▸ Supplied data:
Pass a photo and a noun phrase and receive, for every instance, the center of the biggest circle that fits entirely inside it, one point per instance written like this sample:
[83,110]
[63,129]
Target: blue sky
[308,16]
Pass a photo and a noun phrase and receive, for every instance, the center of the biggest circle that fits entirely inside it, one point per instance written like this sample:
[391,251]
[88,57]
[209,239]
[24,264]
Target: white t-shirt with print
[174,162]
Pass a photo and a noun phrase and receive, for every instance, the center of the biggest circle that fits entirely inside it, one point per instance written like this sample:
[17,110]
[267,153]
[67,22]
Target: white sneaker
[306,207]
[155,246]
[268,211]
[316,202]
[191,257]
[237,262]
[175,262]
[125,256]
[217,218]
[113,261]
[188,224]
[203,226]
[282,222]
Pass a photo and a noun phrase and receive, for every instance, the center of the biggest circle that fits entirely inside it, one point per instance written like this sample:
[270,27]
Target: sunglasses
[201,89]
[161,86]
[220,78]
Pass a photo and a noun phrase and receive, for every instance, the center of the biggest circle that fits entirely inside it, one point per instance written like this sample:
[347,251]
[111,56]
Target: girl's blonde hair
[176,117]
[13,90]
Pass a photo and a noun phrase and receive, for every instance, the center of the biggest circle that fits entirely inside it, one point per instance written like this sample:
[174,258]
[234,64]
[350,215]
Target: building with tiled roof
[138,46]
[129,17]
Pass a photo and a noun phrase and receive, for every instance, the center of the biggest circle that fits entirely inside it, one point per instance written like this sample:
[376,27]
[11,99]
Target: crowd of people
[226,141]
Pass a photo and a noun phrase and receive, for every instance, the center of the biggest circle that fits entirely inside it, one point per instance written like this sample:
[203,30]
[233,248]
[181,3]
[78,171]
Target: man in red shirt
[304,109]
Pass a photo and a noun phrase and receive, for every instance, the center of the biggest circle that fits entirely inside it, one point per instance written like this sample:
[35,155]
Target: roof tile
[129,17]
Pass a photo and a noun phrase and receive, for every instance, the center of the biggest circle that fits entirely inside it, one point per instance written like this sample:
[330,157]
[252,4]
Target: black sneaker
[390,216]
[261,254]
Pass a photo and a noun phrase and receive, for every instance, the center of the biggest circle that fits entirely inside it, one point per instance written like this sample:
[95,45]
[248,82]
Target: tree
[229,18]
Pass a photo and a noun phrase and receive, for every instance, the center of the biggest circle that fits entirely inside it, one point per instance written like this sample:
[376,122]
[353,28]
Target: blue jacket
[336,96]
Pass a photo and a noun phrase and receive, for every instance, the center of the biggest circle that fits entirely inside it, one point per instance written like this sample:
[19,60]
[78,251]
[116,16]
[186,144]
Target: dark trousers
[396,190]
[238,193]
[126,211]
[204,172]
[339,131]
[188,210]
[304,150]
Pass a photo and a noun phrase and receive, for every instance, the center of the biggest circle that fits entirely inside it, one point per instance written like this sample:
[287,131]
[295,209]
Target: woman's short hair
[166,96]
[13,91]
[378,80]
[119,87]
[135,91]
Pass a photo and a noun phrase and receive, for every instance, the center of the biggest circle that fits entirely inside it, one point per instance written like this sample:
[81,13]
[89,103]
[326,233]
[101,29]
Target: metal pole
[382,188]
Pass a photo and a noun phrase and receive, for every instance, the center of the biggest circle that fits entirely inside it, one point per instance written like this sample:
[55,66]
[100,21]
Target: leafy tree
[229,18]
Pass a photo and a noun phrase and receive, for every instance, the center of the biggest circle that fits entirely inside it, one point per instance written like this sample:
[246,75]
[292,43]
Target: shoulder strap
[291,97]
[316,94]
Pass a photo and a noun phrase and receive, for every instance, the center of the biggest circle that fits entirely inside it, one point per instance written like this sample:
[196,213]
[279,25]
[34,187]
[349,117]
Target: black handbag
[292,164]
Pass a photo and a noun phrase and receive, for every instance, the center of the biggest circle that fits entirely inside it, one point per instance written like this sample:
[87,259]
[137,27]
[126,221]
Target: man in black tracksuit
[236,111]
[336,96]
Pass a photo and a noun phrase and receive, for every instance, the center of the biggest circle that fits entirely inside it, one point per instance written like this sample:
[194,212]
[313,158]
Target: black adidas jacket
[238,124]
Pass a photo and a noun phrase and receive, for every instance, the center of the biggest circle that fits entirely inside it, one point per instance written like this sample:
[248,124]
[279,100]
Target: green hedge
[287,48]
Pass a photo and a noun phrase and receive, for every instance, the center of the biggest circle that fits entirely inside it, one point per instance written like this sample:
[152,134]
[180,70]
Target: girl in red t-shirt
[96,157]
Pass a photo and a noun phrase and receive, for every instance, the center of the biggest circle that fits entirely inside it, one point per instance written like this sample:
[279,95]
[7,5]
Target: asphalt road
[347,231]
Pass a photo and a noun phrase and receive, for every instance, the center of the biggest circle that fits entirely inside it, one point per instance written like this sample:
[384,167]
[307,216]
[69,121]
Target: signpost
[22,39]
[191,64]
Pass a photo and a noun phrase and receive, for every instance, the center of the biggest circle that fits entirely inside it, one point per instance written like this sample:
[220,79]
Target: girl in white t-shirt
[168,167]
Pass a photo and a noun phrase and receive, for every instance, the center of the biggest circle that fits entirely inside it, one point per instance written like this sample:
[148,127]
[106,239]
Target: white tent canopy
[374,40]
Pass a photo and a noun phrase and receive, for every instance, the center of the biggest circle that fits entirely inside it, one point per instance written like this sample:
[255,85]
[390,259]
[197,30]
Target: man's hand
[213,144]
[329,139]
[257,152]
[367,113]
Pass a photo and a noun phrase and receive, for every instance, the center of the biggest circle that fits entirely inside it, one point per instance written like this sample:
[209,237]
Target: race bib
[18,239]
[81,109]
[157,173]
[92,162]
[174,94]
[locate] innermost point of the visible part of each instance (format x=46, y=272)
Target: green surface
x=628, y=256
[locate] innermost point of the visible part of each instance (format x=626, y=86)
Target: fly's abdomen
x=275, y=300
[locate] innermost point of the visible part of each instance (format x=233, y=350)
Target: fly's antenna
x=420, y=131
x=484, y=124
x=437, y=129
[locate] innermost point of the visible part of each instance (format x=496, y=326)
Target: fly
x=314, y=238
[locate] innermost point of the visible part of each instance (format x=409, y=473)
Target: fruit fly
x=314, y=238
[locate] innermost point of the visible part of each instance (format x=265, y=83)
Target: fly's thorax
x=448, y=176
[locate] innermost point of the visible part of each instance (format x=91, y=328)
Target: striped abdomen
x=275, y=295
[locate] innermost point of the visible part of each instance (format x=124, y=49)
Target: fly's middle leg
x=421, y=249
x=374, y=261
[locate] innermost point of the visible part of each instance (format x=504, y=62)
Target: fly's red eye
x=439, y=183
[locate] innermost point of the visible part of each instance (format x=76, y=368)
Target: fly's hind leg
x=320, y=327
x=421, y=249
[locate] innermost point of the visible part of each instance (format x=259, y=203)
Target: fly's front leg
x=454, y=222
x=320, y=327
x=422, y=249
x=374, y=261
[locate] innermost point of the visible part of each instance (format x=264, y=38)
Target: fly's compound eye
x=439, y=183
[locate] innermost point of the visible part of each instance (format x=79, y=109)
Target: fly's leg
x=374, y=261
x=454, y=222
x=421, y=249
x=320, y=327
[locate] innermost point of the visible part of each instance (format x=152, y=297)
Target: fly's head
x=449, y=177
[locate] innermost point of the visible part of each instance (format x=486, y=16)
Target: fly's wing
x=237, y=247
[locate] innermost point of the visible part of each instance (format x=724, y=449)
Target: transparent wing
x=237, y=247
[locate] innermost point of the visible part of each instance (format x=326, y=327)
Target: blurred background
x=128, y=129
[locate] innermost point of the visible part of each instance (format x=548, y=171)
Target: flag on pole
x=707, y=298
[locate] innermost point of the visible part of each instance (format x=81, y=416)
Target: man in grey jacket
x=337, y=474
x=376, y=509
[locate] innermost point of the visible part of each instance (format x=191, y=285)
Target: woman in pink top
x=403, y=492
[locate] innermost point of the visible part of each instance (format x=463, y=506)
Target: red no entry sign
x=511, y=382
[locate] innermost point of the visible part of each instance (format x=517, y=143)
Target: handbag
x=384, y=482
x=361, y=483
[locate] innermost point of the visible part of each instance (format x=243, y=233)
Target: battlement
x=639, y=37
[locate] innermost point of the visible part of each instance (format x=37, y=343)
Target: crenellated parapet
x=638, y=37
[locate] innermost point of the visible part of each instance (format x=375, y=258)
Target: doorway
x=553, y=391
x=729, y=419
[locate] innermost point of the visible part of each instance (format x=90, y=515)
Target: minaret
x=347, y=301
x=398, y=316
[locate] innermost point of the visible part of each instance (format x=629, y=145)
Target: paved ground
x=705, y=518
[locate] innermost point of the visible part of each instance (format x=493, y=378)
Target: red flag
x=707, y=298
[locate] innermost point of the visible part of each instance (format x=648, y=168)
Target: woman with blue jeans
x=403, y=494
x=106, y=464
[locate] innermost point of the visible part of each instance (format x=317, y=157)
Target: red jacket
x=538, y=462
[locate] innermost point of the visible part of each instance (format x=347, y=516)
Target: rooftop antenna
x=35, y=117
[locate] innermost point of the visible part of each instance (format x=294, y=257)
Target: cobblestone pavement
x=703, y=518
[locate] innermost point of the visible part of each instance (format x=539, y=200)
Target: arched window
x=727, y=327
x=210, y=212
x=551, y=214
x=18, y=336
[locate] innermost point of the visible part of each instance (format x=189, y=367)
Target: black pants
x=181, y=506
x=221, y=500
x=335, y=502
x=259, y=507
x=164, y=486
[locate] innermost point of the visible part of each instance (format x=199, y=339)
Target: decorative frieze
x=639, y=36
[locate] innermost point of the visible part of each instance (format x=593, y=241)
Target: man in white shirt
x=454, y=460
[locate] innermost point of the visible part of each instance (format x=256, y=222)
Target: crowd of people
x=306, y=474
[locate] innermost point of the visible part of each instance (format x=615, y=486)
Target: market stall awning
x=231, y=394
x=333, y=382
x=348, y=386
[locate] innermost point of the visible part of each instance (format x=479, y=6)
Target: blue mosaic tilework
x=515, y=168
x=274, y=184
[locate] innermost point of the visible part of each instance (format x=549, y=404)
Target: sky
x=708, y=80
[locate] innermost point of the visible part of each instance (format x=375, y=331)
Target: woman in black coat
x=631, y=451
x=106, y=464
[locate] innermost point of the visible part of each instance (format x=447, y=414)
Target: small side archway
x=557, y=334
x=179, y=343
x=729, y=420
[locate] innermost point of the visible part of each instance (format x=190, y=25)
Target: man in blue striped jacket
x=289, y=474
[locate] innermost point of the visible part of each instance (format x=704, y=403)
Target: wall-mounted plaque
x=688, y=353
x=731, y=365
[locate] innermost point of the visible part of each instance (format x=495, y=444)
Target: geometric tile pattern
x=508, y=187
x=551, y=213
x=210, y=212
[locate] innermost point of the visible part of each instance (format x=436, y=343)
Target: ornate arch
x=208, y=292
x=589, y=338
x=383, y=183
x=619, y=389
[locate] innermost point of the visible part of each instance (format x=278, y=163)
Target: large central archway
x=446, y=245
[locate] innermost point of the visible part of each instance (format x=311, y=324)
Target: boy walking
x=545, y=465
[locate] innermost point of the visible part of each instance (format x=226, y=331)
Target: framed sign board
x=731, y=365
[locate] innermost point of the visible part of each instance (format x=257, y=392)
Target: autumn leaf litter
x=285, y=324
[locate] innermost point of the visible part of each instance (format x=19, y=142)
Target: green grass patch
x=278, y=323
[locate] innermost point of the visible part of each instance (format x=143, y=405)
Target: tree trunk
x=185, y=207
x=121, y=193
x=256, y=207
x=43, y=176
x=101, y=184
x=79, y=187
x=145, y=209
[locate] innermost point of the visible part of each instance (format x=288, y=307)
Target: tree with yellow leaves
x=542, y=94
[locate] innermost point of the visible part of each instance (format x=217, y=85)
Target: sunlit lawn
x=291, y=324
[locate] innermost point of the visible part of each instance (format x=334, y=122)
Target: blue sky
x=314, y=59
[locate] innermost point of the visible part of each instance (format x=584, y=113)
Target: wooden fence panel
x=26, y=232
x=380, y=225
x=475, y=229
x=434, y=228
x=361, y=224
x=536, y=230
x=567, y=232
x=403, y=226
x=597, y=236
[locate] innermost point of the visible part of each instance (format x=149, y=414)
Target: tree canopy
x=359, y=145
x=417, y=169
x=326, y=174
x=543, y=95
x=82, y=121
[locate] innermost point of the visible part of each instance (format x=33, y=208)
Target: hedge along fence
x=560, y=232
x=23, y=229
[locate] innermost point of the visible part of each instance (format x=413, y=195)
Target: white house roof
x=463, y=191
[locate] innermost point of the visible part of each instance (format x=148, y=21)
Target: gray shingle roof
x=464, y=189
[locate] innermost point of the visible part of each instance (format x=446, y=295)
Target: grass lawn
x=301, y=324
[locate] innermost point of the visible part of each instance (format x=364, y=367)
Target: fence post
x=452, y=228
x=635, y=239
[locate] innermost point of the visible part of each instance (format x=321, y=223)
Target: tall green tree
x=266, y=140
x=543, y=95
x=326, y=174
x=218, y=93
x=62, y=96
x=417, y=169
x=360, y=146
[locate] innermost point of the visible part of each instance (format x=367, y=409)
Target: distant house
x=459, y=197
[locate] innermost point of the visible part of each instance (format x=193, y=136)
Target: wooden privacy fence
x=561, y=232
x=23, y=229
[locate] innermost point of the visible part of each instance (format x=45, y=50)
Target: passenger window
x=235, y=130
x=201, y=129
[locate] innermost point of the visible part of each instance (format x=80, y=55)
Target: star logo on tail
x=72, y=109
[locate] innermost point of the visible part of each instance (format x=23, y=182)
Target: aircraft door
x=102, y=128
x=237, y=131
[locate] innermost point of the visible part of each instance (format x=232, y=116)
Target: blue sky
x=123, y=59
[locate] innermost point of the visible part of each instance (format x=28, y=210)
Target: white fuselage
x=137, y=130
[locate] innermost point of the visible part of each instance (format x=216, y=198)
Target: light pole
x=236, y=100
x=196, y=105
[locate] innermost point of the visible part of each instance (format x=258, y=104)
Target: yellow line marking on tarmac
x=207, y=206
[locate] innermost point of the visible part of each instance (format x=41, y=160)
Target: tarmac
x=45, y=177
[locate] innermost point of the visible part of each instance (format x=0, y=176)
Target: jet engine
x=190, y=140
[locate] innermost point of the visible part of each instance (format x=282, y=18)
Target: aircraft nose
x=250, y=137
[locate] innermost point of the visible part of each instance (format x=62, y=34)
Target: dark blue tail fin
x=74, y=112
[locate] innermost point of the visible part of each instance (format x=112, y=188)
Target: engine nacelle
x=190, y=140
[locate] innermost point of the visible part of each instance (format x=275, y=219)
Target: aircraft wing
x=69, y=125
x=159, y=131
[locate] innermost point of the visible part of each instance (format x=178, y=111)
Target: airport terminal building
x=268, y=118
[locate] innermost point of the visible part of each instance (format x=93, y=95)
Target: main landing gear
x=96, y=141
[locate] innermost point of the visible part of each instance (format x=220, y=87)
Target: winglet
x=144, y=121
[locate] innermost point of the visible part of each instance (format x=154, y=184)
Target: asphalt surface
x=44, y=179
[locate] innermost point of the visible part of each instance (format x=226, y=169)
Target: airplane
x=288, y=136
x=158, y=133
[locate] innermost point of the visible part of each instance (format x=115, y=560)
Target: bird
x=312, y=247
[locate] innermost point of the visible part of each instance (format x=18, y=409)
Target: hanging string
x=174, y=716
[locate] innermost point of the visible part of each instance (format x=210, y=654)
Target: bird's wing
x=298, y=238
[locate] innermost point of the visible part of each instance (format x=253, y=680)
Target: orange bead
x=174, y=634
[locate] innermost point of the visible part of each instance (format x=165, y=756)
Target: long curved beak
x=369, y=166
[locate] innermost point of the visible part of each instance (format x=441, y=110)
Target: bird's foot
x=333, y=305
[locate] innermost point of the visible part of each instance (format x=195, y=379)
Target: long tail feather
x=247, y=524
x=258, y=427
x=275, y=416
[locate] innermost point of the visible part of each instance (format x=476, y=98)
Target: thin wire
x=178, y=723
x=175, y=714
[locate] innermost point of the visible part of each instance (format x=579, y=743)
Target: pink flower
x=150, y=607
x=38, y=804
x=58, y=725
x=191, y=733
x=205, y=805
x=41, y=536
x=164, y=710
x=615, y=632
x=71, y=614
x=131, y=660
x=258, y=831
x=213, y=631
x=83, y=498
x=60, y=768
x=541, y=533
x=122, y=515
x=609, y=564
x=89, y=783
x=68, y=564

▸ Task prompt: With the first line being the one containing "Target: arched window" and the last line the one containing "(format x=436, y=343)", transcribe exactly the lines above that fall in that range.

▸ Written response:
Target: arched window
x=727, y=327
x=210, y=212
x=551, y=214
x=18, y=336
[locate] innermost point of the visible part of each instance (format x=189, y=367)
Target: black pants
x=181, y=506
x=221, y=500
x=335, y=502
x=259, y=507
x=164, y=486
[locate] innermost point of the visible part of each instance (format x=199, y=339)
Target: decorative frieze
x=639, y=36
[locate] innermost point of the visible part of each instance (format x=593, y=241)
Target: man in white shirt
x=454, y=460
[locate] innermost point of the visible part of each instance (format x=256, y=222)
Target: crowd of people
x=306, y=474
[locate] innermost point of the visible part of each instance (format x=615, y=486)
Target: market stall awning
x=231, y=394
x=333, y=382
x=348, y=386
[locate] innermost point of the visible part of each instance (format x=479, y=6)
Target: blue mosaic tilework
x=515, y=168
x=274, y=184
[locate] innermost point of the visible part of each instance (format x=549, y=404)
Target: sky
x=708, y=80
[locate] innermost point of the visible part of each instance (format x=375, y=331)
Target: woman in black coat
x=631, y=451
x=106, y=464
[locate] innermost point of the visible part of each instance (format x=447, y=414)
Target: small side archway
x=557, y=334
x=179, y=343
x=729, y=420
[locate] innermost point of the visible part of each instance (format x=190, y=25)
Target: man in blue striped jacket
x=289, y=474
[locate] innermost point of the visible part of each instance (format x=704, y=403)
Target: wall-mounted plaque
x=688, y=353
x=731, y=365
[locate] innermost point of the visible part of each instance (format x=495, y=444)
Target: geometric tile pattern
x=508, y=187
x=551, y=213
x=210, y=212
[locate] innermost point of the visible part of each instance (format x=436, y=343)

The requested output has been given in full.